## begin

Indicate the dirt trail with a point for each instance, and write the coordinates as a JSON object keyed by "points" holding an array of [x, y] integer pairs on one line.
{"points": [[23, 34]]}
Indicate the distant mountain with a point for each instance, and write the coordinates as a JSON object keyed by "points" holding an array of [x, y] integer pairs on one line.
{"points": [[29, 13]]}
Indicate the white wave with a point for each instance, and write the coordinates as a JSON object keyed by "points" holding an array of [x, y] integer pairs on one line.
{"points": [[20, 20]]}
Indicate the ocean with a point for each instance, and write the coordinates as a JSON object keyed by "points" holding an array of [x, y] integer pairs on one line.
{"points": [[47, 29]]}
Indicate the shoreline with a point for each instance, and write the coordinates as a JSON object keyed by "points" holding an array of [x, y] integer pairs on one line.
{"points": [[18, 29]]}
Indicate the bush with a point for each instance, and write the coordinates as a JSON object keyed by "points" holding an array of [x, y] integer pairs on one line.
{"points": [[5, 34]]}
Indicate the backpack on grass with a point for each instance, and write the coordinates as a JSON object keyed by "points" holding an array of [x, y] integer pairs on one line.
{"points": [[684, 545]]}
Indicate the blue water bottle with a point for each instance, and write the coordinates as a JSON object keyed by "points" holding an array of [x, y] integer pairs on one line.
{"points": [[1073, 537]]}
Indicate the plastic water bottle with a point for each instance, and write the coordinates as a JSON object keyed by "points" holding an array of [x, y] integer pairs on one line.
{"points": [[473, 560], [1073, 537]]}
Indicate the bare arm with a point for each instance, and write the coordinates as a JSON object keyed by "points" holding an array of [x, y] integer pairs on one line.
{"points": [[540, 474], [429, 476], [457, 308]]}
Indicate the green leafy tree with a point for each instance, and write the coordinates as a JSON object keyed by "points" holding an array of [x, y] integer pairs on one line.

## end

▸ YOUR OBJECTIVE: Copy out the lines above word for word, beginning with the line that contains "Indicate the plastic" and continuing through the end of the items.

▸ RESULT BELOW:
Indicate the plastic water bottle with a point for each instance, and write the coordinates as a JSON object keyed by "points" holding an array of [x, y] integer pairs on one line.
{"points": [[473, 560], [1073, 537]]}
Indicate the bare arm with a point for each instance, and write the coordinates as a JSON object keyed by "points" holding an array of [x, y] integer pairs on one line.
{"points": [[540, 474], [429, 476], [457, 308]]}
Indicate the green leafy tree with a point for each instance, and write the coordinates as a JSON object keyed by "points" holding an array of [x, y] integer pairs on one line.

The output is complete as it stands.